[EXCERPT]:
──────
The other "problem" for me is that, as recently as three years ago, no self-respecting advertiser would "leak" their Super Bowl spot a week before the big game in the full :60 length. Then, rack up 13,000,000 hits on YouTube and ultimately air the far less appealing :30 version during the game. With multiple social media tools - Twitter and Facebook included in this particular case -- did the advertiser get the same result, better results, or lesser results than would have accrued by running the :60 for the very first time in the second quarter?

I vote that the shock value has a dollar value yielded from emotional value. Otherwise, we're left with the shock value of most of the ad product yesterday: the one-trick joke, the one-time sight gag, offensive innuendo, lots of offensive innuendo, and less (Teleflora).

All of that notwithstanding, the ad tests and ad hoc comments on Facebook suggest that Volkswagen connected with consumers anyway. Either because they deserved to do so in the absolute or because their context in the Super Bowl environment of rubbish polished their brand by default. Or, because their leak favorably predisposed people to wait for it, like it again, and convince themselves it was exceedingly creative.
──────
[JOB A]: According to the Super Bowl advertising commentary, how many hits did the leaked full-length spot rack up on YouTube?
[JOB B]: Carry the Super Bowl advertising commentary further, starting after its final sentence.
The material is not needed for any of this work.

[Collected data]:
──────
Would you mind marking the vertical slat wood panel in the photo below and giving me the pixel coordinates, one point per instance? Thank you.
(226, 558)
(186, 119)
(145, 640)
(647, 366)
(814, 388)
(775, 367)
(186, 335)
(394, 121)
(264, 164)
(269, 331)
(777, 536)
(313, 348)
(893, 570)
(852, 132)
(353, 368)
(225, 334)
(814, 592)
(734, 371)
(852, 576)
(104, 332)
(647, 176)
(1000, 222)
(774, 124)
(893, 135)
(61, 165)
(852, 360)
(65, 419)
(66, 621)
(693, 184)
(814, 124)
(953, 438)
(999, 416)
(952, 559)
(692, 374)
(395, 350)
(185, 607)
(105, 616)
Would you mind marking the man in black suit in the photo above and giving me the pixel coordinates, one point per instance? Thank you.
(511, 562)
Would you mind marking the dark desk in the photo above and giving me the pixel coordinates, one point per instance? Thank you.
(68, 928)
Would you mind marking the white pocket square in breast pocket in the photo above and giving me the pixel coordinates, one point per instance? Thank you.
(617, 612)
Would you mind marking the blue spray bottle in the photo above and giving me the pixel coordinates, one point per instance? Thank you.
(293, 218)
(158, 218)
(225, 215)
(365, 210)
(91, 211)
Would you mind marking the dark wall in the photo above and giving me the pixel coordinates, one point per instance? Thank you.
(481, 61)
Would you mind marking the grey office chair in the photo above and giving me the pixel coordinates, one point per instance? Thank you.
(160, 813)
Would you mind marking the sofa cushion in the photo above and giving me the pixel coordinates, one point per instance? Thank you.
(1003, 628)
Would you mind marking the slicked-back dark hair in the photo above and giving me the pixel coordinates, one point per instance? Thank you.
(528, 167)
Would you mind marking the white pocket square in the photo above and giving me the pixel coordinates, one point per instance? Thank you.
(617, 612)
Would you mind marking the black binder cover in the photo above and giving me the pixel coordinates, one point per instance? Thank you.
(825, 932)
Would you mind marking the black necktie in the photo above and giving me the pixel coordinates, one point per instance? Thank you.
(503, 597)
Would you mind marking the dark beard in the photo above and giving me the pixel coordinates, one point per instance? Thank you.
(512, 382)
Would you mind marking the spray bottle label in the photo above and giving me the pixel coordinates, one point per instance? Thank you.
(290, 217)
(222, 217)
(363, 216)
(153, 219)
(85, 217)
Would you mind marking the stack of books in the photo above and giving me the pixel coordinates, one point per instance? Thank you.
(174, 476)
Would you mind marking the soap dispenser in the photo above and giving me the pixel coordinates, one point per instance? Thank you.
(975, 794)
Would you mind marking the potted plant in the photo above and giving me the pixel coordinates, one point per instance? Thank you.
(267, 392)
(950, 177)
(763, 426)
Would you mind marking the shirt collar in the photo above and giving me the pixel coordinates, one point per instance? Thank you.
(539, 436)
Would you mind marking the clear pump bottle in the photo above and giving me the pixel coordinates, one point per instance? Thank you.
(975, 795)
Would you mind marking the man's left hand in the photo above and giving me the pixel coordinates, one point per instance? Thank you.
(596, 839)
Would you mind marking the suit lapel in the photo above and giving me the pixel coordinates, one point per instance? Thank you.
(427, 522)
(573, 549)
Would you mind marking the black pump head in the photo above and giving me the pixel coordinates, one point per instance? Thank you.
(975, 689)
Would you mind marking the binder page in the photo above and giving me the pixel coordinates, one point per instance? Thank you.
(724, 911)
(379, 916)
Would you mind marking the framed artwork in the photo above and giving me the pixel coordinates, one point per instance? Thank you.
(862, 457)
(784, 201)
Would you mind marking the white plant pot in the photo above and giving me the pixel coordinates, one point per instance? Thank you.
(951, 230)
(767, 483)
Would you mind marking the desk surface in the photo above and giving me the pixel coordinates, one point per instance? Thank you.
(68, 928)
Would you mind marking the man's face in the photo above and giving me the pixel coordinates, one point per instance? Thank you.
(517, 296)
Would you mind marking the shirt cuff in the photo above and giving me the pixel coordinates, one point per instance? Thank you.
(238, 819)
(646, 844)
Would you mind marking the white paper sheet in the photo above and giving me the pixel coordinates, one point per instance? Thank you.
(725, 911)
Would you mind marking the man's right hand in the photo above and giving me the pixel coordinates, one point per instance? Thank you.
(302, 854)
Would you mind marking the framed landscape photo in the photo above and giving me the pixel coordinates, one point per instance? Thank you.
──────
[RESULT A]: 13,000,000 hits.

[RESULT B]:
My opinion is that it is modestly creative. That it trades on the brand equity of an independent property is not a new technique. But, George Lucas isn't credited with the spot today. Deutsch/LA - what else you got?

It works. Probably because it reminded many of us about a time in our own household (recent or not-so-recent) where we messed with our kids' belief system. It's the same theme as Santa Claus, the Easter Bunny, and the Tooth Fairy; it just has a 21st Century twist. Or, does it? I saw "Star Wars" right out of college. Trust me, that is SO 20th Century....

While I was pondering this possibility with Mark last night, he revealed a story about doing something similar with our girls near the Shell station in Pleasant Hill, California. He was sitting in the car at a stoplight with Shannon and Meredith and timed the changing of the light from red to green as he watched the opposing green light change to yellow. He said, "Watch this." Of course, he then counted "...3...2...1," and the light MAGICALLY turned green. Shannon shrieked: "DADDY! How'd you do that?? Do it AGAIN!"

An eight-year-old and a three-year-old thought that either Dad truly was a magician, or that the reward for that yoke of a last name he'd dubbed them was an arsenal of Super Powers. Darth Vadar costume not included.

But, Quick! Without checking on YouTube first, name the featured car model in the VW ad.

If you can't do it - or, worse - you're wondering if I got the name of the car company wrong - perhaps you better understand what I'm trying to convey here.

It also felt like some brands were on the Super Bowl because they thought they were supposed to be there . Or, they were afraid that their competition would be there and they wouldn't, and they wouldn't then sell a few extra cans of sugar water/belly wash to the masses.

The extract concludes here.